# Task directions:
Can you render all of the rows below as a numbered list, skipping any blank lines?
───── Provided data
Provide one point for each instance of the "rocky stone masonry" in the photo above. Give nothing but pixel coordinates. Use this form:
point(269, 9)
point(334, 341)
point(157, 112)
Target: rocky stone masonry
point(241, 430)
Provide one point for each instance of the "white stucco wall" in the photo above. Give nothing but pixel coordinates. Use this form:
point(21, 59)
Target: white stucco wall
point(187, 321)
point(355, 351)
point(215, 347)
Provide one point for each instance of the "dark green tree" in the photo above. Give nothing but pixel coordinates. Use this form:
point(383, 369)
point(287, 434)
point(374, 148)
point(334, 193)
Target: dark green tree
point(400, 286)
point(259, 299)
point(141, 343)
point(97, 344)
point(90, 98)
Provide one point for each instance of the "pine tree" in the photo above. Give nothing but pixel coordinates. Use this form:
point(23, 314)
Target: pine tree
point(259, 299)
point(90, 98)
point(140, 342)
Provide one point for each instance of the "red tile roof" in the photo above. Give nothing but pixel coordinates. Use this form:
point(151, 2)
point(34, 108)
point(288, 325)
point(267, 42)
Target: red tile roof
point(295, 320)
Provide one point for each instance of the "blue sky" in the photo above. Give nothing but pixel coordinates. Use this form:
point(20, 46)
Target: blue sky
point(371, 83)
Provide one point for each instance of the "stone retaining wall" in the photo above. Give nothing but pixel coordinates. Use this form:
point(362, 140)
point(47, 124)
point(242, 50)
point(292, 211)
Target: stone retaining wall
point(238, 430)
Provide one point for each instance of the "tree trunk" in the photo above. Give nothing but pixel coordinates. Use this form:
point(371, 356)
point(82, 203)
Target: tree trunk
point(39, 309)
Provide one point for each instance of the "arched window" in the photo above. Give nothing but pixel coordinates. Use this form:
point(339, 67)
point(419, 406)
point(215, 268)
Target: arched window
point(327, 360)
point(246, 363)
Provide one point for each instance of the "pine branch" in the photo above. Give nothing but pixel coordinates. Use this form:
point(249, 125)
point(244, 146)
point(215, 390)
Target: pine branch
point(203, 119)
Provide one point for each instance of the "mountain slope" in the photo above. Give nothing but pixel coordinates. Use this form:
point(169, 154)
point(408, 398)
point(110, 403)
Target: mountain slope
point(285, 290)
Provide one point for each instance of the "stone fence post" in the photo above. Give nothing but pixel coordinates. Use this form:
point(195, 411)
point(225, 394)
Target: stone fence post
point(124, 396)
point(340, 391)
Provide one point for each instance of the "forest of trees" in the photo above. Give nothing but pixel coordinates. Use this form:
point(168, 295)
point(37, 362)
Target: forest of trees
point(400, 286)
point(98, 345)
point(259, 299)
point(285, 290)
──────────
# Output of the exercise:
1. Provide one point for each instance of the "rocky stone masonry" in the photo above. Give nothing but pixel coordinates. Use this form:
2. point(269, 9)
3. point(334, 341)
4. point(157, 112)
5. Target: rocky stone masonry
6. point(241, 430)
7. Provide one point for each instance of the "white stucco wall" in the photo above. Give nothing but pixel coordinates. Use this form:
8. point(21, 59)
9. Target: white stucco wall
10. point(187, 321)
11. point(355, 351)
12. point(215, 347)
13. Provide one point for each instance of the "dark green tree" in the photo above. Give nothing but pixel coordinates. Use this form:
14. point(383, 369)
15. point(287, 434)
16. point(374, 148)
17. point(334, 193)
18. Target: dark green tree
19. point(400, 286)
20. point(259, 299)
21. point(141, 343)
22. point(97, 344)
23. point(90, 98)
24. Provide one point for each instance of the "pine tree" in the photo above. Give nothing but pixel coordinates. Use this form:
25. point(23, 314)
26. Target: pine tree
27. point(259, 299)
28. point(90, 98)
29. point(140, 342)
30. Provide one point for each instance of the "red tile roof" in the photo above. Give nothing but pixel coordinates. Use this form:
31. point(151, 2)
32. point(34, 108)
33. point(288, 325)
34. point(267, 42)
35. Target: red tile roof
36. point(295, 320)
37. Provide one point for each instance of the "blue sky" in the photo above. Give nothing but pixel coordinates. Use this form:
38. point(20, 46)
39. Target: blue sky
40. point(371, 83)
41. Provide one point for each instance of the "stone retaining wall" in the photo above. Give nothing but pixel coordinates. Use this form:
42. point(362, 140)
43. point(47, 124)
44. point(242, 50)
45. point(292, 211)
46. Target: stone retaining wall
47. point(238, 430)
48. Provide one point for each instance of the "tree trunk" in the photo above. Give nothing but pixel coordinates. Use this form:
49. point(371, 356)
50. point(82, 203)
51. Target: tree trunk
52. point(39, 309)
53. Provide one point for each instance of the "arched window" in the photo above. Give nothing but pixel coordinates. Use this form:
54. point(339, 67)
55. point(419, 406)
56. point(215, 268)
57. Target: arched window
58. point(327, 360)
59. point(246, 363)
60. Provide one point for each instance of the "pine branch" in the photo above. Give nothing but pixel coordinates. Use this form:
61. point(249, 125)
62. point(244, 146)
63. point(215, 390)
64. Target: pine branch
65. point(203, 119)
66. Provide one point for each instance of the "mountain slope" in the photo above. Give nothing but pixel coordinates. Use this form:
67. point(169, 154)
68. point(408, 398)
69. point(110, 403)
70. Target: mountain slope
71. point(285, 290)
72. Provide one point for each instance of the "stone fence post" in the photo above. Give nothing but pixel coordinates. Use this form:
73. point(195, 411)
74. point(225, 394)
75. Target: stone fence post
76. point(124, 396)
77. point(340, 391)
78. Provide one point for each instance of the "forest of trees" in the photo above. Give nothing but pixel coordinates. Use this form:
79. point(168, 295)
80. point(37, 362)
81. Target: forest of trees
82. point(400, 286)
83. point(98, 345)
84. point(259, 299)
85. point(285, 290)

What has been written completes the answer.